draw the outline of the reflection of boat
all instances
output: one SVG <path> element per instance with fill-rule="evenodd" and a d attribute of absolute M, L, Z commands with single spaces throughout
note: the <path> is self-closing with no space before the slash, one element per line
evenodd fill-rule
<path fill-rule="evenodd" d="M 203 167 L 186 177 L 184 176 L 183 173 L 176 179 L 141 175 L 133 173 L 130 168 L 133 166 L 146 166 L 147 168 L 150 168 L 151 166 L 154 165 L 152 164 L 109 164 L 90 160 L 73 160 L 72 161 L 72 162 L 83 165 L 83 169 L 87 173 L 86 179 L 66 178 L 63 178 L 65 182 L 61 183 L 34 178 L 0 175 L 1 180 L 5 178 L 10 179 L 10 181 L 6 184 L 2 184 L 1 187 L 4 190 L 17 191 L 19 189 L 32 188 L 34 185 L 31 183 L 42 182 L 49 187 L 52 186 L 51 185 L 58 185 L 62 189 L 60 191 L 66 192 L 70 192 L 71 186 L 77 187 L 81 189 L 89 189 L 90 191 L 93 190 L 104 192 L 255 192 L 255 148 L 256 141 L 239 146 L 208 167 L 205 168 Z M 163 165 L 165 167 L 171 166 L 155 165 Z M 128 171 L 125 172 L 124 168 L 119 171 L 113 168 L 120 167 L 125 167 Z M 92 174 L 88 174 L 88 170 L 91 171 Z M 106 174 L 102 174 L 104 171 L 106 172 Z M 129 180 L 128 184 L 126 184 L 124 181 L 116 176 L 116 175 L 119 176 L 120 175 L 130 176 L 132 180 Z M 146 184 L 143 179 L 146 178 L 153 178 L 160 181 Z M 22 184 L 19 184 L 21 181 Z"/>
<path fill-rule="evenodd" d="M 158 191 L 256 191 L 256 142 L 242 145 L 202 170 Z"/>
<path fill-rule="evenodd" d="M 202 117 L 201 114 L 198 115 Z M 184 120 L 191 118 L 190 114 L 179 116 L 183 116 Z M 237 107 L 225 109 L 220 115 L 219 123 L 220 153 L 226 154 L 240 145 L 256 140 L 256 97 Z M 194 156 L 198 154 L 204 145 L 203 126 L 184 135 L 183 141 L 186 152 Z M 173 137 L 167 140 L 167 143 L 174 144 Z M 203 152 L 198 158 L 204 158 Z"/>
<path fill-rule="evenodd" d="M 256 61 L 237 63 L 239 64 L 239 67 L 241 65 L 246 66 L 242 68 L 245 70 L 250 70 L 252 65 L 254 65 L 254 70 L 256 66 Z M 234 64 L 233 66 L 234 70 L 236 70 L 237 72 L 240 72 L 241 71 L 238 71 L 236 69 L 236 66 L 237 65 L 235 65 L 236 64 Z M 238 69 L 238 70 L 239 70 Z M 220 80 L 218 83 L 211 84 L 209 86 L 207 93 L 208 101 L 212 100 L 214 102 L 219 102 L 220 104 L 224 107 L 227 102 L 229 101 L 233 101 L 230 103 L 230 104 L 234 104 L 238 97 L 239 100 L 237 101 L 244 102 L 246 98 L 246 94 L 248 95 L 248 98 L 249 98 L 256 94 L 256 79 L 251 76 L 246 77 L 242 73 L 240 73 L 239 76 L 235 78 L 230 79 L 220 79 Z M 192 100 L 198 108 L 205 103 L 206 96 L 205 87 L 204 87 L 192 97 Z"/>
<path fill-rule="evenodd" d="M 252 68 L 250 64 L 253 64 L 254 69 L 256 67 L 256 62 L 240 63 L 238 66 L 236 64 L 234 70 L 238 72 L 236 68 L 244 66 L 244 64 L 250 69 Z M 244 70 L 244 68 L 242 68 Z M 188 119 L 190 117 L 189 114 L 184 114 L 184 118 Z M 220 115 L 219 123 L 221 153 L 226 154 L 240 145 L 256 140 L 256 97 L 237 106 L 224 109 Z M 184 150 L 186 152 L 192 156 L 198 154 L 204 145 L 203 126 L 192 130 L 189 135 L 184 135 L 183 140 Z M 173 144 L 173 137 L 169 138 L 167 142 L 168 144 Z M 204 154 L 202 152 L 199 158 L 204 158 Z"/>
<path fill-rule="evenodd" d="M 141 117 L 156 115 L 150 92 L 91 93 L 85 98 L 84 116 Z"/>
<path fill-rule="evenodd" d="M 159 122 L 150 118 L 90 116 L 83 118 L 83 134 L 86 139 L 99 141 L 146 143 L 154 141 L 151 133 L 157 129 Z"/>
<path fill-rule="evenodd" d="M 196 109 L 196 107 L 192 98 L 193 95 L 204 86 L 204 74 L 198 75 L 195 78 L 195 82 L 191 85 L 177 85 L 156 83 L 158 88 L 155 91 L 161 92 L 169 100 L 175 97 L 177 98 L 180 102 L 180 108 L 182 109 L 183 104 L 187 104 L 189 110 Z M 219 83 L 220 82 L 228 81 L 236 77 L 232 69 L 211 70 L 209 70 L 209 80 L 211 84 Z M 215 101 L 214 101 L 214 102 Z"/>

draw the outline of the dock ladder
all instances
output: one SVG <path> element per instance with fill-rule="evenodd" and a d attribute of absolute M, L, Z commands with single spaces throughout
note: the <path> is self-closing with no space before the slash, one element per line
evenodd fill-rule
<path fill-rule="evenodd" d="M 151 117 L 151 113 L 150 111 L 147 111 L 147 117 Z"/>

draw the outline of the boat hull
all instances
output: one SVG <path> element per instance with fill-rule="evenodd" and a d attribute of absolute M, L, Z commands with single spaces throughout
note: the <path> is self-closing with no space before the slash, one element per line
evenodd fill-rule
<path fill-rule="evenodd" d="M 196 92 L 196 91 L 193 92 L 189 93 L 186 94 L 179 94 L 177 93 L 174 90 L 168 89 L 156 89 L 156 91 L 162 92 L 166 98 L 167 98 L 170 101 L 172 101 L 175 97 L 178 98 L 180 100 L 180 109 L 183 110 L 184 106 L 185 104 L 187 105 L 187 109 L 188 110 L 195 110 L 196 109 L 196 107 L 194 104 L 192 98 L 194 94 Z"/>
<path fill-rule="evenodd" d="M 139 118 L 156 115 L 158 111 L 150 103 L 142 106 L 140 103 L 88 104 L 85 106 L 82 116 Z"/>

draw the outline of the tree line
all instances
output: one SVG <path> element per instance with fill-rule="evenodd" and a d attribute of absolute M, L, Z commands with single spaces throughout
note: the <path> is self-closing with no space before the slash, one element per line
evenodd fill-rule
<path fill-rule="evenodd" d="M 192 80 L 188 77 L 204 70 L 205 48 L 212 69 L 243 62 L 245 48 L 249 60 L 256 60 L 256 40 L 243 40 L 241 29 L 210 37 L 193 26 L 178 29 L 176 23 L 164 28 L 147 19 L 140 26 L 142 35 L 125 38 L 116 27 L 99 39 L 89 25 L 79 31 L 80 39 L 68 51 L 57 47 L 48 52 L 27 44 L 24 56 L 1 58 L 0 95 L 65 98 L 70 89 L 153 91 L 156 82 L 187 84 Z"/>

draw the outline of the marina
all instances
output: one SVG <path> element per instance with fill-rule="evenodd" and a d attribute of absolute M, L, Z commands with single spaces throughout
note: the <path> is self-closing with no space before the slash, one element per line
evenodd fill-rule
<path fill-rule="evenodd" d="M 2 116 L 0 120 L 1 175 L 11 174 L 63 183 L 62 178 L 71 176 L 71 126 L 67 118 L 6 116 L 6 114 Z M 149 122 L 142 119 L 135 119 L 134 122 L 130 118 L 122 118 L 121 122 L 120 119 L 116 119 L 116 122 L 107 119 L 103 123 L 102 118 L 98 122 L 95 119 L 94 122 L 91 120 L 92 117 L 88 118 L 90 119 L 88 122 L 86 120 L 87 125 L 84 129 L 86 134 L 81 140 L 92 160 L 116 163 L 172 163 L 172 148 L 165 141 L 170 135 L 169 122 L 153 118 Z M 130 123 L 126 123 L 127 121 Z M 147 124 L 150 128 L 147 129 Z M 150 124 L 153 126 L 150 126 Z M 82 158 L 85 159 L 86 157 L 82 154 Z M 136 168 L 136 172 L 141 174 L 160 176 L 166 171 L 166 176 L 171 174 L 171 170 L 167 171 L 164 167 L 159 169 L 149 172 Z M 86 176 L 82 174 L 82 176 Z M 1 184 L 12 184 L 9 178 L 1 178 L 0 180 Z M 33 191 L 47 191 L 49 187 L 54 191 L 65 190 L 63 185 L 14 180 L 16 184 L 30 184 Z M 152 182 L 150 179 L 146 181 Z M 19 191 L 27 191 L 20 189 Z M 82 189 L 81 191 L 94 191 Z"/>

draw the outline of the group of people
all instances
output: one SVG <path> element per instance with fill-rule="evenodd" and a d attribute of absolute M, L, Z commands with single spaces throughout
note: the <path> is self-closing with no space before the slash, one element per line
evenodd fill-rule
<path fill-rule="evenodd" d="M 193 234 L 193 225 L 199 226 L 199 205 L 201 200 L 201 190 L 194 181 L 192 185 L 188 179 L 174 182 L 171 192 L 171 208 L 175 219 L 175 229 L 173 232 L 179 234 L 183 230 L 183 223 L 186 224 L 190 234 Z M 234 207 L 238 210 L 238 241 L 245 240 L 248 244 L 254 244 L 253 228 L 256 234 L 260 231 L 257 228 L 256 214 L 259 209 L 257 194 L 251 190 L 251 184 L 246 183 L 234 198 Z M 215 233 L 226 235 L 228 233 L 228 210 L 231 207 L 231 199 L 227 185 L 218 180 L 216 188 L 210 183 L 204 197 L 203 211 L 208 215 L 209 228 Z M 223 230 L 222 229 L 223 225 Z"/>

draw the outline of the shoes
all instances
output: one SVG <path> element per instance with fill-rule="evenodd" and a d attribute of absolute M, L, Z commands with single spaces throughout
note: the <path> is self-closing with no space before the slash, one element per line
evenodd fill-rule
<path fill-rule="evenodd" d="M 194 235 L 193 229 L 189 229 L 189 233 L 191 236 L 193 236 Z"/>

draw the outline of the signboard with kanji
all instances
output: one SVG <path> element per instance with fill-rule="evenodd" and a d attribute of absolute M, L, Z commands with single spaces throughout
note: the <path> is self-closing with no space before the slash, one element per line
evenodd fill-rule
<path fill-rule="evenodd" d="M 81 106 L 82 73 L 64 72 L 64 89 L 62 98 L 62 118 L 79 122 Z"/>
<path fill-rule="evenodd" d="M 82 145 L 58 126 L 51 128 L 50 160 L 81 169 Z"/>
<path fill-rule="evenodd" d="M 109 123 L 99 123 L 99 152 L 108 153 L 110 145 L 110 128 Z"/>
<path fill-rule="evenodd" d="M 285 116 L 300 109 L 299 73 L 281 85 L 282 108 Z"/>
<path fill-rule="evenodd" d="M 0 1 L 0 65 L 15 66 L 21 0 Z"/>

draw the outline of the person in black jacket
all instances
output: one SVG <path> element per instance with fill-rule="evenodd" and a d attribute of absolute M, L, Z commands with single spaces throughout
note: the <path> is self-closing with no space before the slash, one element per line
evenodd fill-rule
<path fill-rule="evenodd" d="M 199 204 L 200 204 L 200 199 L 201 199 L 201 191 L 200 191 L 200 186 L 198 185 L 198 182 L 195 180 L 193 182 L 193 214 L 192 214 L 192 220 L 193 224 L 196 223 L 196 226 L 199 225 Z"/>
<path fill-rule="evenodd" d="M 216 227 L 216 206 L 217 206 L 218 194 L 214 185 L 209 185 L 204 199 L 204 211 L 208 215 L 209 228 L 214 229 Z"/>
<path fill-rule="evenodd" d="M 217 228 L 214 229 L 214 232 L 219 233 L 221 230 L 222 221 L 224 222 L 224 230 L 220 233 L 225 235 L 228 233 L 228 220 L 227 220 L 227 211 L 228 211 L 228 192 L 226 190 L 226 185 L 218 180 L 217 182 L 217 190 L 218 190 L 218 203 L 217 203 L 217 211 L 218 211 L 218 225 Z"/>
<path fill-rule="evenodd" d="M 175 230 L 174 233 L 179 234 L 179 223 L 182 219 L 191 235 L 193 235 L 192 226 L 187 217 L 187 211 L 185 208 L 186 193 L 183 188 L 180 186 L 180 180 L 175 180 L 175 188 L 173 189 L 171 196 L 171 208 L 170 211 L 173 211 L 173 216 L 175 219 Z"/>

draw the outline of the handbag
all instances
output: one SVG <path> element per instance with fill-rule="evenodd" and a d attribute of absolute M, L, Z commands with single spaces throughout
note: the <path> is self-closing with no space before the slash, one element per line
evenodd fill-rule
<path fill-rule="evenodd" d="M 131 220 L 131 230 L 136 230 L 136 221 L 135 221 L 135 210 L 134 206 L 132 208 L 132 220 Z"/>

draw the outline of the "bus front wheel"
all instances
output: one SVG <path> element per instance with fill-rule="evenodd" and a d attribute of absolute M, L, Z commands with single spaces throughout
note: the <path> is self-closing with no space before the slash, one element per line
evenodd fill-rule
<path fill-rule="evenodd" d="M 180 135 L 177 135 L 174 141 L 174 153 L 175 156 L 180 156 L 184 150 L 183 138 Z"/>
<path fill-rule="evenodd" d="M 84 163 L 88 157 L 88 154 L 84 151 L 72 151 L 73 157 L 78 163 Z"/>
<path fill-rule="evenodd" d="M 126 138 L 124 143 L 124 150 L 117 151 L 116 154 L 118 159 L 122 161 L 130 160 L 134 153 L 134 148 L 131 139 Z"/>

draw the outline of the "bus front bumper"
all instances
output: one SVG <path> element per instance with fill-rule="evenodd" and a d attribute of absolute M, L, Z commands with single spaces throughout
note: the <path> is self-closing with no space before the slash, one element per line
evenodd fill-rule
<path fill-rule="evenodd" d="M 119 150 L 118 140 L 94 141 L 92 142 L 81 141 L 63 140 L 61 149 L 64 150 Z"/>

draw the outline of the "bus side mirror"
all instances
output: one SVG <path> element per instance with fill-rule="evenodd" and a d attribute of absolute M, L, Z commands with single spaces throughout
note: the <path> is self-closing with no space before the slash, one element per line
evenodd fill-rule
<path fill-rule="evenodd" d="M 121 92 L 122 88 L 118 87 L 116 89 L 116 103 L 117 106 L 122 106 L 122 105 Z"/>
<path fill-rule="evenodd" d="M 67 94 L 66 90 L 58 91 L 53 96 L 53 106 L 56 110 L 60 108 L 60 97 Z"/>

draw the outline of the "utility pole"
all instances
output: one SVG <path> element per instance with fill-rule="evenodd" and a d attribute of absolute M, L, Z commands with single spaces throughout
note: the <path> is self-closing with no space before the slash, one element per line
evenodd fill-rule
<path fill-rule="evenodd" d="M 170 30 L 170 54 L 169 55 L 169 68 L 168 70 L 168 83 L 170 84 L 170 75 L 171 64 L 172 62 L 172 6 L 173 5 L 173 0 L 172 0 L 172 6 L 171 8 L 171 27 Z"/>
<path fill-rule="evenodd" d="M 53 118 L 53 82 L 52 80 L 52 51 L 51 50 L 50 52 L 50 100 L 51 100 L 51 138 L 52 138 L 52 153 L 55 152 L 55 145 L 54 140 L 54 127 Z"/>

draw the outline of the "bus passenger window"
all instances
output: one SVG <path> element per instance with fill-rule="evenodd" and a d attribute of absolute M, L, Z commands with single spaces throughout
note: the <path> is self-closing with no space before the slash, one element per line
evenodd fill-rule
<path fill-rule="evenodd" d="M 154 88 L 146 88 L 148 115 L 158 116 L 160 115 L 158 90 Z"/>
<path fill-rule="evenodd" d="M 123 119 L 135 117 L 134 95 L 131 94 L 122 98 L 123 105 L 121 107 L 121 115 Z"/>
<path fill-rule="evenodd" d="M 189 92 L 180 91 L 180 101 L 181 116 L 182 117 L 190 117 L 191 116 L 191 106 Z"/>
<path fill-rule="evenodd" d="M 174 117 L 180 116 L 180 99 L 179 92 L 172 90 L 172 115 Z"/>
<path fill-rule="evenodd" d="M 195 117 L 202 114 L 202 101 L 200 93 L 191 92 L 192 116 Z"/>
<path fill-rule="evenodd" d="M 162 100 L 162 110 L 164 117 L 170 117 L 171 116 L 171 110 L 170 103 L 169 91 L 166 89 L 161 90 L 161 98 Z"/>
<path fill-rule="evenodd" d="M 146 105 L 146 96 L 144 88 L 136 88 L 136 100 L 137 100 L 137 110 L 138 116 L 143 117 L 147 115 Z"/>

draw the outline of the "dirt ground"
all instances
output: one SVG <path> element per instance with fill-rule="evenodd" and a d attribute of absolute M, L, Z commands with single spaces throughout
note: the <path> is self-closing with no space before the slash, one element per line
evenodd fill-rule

════════

=== Challenge ===
Reproduce verbatim the part of the data above that opens with the line containing "draw the outline of the dock ladder" and closes with the line containing "192 80 L 188", including both of those lines.

=== Output of the task ===
draw the outline of the dock ladder
all instances
output: one SVG <path> element per instance with fill-rule="evenodd" and a d attribute of absolute M, L, Z commands with single spaces throughout
note: the <path> is self-closing with no space before the slash, one element per line
evenodd fill-rule
<path fill-rule="evenodd" d="M 151 117 L 151 113 L 150 111 L 147 111 L 147 117 Z"/>

draw the outline of the boat hull
all instances
output: one SVG <path> element per instance with fill-rule="evenodd" and a d attribute of absolute M, L, Z commands with single spaces throughout
note: the <path> is self-closing with no space before the slash, one element per line
evenodd fill-rule
<path fill-rule="evenodd" d="M 196 92 L 196 91 L 193 92 L 189 93 L 186 94 L 179 94 L 177 93 L 174 90 L 168 89 L 156 89 L 156 91 L 162 92 L 166 98 L 167 98 L 170 101 L 172 101 L 175 97 L 178 98 L 180 100 L 180 109 L 183 110 L 184 106 L 185 104 L 187 105 L 187 109 L 188 110 L 195 110 L 196 109 L 196 107 L 194 104 L 192 98 L 194 94 Z"/>
<path fill-rule="evenodd" d="M 139 118 L 156 115 L 158 111 L 150 103 L 142 106 L 140 103 L 88 104 L 85 106 L 82 116 Z"/>

draw the outline of the tree line
all instances
output: one SVG <path> element per instance with fill-rule="evenodd" and a d attribute of absolute M, L, Z commands with single spaces throughout
note: the <path> is self-closing with no space before the slash, one element per line
evenodd fill-rule
<path fill-rule="evenodd" d="M 192 80 L 188 77 L 204 70 L 205 48 L 212 69 L 243 62 L 245 48 L 249 60 L 256 60 L 256 40 L 243 40 L 241 29 L 210 37 L 193 26 L 178 29 L 176 23 L 164 28 L 147 19 L 140 26 L 142 35 L 125 38 L 116 27 L 99 39 L 89 25 L 79 31 L 80 39 L 68 51 L 57 47 L 48 52 L 27 44 L 24 56 L 1 58 L 0 95 L 65 98 L 70 89 L 153 91 L 156 82 L 187 84 Z"/>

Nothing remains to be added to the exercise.